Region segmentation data
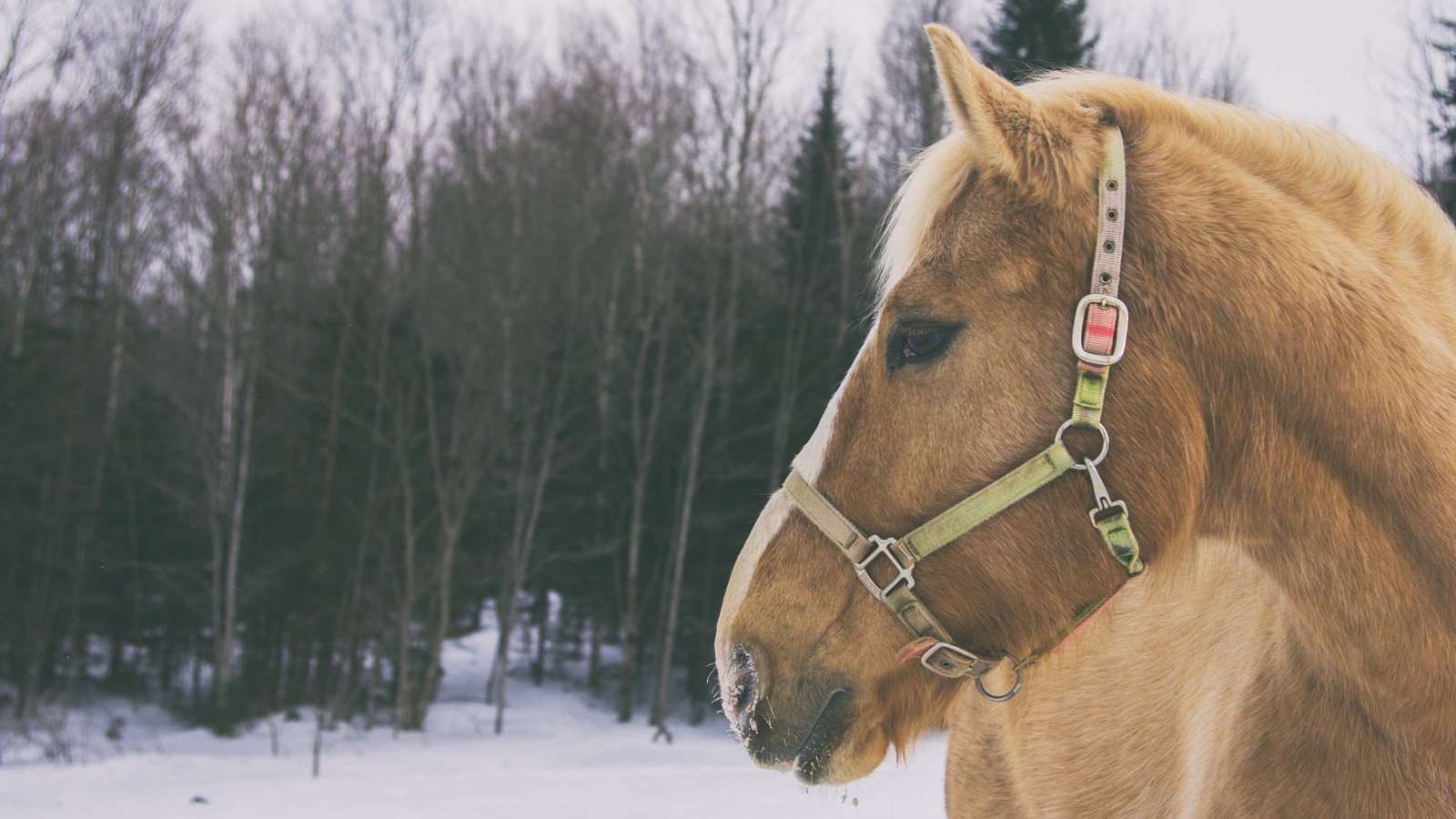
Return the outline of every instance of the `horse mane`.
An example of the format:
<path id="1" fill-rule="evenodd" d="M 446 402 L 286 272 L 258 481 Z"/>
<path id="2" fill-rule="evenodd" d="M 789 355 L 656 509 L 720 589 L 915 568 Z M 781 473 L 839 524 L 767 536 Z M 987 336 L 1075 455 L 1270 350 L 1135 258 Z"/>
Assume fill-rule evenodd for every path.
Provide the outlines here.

Exercise objective: Repeat the data above word for word, omitting the pictures.

Exercise solution:
Return the outline of every instance of the `horse mane`.
An example of the format:
<path id="1" fill-rule="evenodd" d="M 446 402 L 286 272 L 258 481 Z"/>
<path id="2" fill-rule="evenodd" d="M 789 355 L 656 509 L 720 589 L 915 568 Z M 781 473 L 839 524 L 767 536 Z M 987 336 L 1075 455 L 1270 350 L 1135 258 Z"/>
Assume fill-rule evenodd for every path.
Provide the outlines here.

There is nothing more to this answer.